* [Recorded data]:
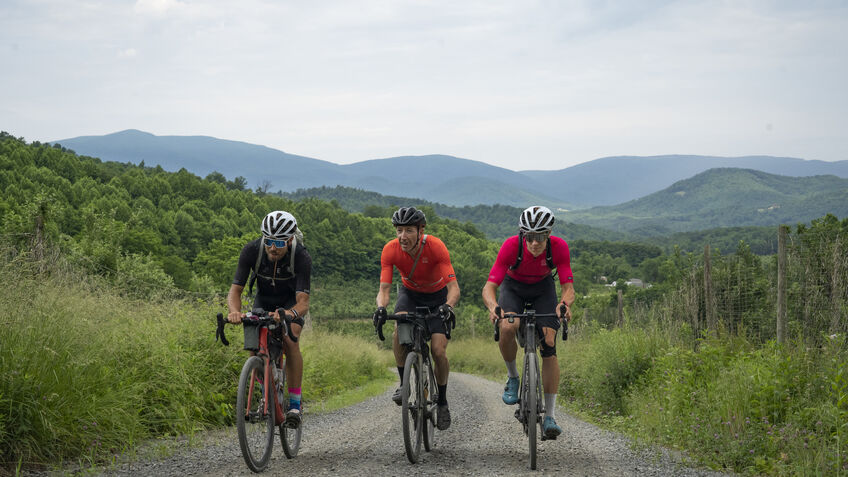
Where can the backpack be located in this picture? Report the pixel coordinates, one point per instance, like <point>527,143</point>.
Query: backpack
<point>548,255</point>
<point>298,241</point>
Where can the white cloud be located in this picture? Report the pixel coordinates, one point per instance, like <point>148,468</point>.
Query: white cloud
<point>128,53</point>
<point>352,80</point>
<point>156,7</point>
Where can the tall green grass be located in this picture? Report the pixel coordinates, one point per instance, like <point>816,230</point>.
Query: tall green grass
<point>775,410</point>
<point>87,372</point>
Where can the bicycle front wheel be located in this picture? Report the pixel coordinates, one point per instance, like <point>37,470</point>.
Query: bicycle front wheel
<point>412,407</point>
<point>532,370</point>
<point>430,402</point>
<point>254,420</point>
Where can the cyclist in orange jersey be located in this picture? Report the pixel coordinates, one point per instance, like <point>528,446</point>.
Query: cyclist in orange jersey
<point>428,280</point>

* [The exercise]: Please write out all of the records above word for word, leaving the pictures out.

* [Full solution]:
Where can the backpack be located in this picture? Report the pixel coordinates, one point per instance, like <point>527,143</point>.
Query: backpack
<point>548,255</point>
<point>298,241</point>
Where can the white cloud be located in this picture? Report the pixel coordinates, one point per instance, like <point>148,468</point>.
Query: white cloud
<point>128,53</point>
<point>352,80</point>
<point>156,7</point>
Where can the tall green grass be located in this picture? Report the pixel coordinates, one point per instance, like <point>816,230</point>.
Query: tall green grass
<point>775,410</point>
<point>87,372</point>
Where can the bicycle front wheel be located in this picture? Report the pixel coordinates, one point per instance, like <point>37,470</point>.
Query: bicycle front wheel
<point>412,407</point>
<point>532,370</point>
<point>430,402</point>
<point>254,420</point>
Where can the cyclist in orange jersey be located in this picture? Report the pixel coordinates, one point per instance, like <point>528,446</point>.
Query: cyclist in orange jersey
<point>428,280</point>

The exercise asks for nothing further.